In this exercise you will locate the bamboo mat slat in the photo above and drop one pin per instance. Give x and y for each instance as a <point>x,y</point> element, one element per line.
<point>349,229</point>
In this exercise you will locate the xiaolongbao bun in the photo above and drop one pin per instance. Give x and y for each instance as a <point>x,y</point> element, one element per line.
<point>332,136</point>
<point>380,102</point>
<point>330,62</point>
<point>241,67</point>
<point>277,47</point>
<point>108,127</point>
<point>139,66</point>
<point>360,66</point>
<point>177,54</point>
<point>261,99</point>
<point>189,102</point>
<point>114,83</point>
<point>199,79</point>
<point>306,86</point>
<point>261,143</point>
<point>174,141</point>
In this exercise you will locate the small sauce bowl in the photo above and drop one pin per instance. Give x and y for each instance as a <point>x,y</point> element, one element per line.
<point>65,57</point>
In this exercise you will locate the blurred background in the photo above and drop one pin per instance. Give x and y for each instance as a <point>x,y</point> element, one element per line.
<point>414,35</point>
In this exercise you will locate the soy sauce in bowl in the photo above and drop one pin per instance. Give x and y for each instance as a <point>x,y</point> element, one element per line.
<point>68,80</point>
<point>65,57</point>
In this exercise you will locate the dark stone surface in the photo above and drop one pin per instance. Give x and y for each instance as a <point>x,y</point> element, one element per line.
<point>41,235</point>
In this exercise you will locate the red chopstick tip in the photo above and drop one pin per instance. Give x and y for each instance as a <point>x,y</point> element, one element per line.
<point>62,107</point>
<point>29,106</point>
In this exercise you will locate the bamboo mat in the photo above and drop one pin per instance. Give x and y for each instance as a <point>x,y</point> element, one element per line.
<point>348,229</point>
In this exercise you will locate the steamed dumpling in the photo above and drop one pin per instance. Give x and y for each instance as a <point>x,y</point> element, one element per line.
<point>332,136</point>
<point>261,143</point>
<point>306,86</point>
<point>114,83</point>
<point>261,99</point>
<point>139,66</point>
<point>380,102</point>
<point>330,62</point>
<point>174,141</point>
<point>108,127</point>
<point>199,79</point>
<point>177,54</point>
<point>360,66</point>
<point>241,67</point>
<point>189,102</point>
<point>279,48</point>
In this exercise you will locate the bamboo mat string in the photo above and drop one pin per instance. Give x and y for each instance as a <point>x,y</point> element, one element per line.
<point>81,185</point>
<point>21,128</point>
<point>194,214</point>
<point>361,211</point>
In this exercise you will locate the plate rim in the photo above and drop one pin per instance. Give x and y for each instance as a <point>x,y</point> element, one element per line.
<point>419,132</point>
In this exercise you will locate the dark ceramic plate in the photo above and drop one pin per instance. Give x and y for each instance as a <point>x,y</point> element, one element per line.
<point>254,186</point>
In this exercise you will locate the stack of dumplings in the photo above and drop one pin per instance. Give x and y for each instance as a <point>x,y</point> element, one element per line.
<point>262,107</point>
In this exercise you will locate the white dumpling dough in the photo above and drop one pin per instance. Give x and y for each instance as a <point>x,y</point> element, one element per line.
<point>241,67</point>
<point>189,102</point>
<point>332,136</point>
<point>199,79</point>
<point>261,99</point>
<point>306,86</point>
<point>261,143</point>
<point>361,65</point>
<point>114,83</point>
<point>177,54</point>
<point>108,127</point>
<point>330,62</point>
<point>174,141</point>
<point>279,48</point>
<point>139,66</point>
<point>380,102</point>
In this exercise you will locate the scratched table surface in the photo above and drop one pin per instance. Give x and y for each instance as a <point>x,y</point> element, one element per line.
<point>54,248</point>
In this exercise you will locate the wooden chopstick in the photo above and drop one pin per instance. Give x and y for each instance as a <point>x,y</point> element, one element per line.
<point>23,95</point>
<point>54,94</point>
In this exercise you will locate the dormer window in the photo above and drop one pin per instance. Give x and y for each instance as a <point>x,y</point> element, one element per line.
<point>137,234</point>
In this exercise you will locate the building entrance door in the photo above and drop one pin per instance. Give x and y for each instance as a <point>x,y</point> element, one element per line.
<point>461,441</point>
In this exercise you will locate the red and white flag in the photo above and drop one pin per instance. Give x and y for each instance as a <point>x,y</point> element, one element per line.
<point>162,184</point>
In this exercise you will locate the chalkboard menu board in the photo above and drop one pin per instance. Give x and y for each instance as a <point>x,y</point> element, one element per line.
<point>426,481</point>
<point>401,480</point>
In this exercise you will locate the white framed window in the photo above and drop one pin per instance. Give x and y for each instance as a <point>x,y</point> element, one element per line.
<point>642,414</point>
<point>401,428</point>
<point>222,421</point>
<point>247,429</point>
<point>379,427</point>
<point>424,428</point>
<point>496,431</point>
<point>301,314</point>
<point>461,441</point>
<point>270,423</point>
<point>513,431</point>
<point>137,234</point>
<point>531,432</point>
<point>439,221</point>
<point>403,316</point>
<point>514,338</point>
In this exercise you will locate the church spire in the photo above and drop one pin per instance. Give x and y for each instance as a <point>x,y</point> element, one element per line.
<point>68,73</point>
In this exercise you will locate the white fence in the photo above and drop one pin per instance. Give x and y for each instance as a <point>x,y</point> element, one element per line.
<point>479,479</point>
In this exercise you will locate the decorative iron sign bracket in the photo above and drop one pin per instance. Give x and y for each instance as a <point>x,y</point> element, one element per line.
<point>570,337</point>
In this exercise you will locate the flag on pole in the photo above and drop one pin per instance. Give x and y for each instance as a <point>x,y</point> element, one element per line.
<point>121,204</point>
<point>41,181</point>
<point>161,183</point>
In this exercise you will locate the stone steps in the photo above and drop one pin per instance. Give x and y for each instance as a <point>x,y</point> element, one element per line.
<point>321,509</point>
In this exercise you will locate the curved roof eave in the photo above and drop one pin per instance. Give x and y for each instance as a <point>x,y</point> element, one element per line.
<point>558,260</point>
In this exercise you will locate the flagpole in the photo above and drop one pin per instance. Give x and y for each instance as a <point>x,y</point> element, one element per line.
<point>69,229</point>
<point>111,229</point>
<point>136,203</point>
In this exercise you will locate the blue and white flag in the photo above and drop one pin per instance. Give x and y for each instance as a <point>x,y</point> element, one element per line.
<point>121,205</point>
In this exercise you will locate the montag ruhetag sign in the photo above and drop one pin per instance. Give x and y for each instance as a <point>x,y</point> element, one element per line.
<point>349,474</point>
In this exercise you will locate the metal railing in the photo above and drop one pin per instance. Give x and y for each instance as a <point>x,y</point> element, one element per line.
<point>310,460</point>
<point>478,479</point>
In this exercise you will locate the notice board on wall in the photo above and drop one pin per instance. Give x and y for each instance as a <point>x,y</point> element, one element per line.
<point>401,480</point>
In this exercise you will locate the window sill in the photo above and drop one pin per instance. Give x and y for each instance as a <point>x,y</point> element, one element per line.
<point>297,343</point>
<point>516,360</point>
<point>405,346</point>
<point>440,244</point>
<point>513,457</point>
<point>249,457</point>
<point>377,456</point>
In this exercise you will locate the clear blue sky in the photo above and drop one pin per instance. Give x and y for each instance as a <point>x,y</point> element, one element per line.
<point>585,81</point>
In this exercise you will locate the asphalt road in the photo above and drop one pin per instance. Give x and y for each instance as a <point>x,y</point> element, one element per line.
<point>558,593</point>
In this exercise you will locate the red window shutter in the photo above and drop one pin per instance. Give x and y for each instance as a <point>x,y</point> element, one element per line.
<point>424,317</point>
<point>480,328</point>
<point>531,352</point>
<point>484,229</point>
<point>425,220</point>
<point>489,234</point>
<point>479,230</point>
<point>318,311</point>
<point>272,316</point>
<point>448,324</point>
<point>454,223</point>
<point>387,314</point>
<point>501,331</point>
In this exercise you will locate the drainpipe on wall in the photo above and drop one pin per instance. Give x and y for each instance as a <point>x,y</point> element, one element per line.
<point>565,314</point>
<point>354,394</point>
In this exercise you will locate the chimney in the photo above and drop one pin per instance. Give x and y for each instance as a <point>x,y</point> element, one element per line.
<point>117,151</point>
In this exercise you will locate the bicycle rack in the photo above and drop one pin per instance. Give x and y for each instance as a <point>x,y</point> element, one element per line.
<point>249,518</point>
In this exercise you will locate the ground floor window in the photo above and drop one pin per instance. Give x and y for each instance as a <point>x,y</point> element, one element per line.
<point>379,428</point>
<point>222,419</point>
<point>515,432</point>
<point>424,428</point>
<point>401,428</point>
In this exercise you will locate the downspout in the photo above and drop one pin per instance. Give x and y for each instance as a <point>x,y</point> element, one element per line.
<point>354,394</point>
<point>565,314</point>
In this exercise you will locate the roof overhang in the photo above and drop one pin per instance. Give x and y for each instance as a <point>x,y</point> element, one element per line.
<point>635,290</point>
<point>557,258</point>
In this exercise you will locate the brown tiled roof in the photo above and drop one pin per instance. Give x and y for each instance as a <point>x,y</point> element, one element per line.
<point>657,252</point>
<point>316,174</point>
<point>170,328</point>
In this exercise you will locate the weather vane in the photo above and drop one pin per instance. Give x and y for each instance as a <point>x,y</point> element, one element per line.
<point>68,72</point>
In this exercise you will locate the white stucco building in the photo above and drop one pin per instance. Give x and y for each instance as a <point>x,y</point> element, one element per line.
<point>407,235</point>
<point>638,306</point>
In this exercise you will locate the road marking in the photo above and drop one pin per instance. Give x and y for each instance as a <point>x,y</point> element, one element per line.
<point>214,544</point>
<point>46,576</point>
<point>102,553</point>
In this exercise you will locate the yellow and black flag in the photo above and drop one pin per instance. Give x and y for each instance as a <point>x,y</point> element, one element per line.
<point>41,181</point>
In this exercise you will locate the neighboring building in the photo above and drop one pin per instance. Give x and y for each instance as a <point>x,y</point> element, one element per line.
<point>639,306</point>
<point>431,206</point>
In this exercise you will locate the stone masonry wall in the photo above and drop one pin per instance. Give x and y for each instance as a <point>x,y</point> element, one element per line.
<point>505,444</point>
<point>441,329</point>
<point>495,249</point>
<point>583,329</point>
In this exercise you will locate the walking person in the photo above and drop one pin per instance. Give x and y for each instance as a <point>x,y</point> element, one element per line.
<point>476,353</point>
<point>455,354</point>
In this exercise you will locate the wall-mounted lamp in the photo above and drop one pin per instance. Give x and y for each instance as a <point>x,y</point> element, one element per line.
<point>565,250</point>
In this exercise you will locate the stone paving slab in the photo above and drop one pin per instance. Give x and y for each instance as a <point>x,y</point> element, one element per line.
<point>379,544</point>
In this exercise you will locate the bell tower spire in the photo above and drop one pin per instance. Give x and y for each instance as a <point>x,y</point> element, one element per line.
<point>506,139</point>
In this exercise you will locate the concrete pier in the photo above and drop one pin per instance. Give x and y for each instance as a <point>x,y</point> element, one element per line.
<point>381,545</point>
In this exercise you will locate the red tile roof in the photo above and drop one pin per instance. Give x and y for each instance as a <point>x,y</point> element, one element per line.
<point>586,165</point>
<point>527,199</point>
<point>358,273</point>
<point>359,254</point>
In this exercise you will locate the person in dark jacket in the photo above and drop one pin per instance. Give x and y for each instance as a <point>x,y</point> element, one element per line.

________________

# Task details
Take the line in which "In this exercise you will locate the concrete" occurs and each subsequent line through the end; give these lines again without alteration.

# Exercise response
In this exercise you will locate the concrete pier in the photo above and drop one pin per instance. Give x and y for each instance as a <point>x,y</point> element, one element per line.
<point>381,545</point>
In this exercise you will locate the red tile roof in the photo above and drop one pin per instance. Give x and y for each instance as a <point>x,y</point> element, one element per line.
<point>586,165</point>
<point>527,199</point>
<point>358,273</point>
<point>359,254</point>
In this exercise you will locate the person in dark jacket in the photo above and drop one pin per instance. Give x and y for each instance as a <point>x,y</point> element, one element per line.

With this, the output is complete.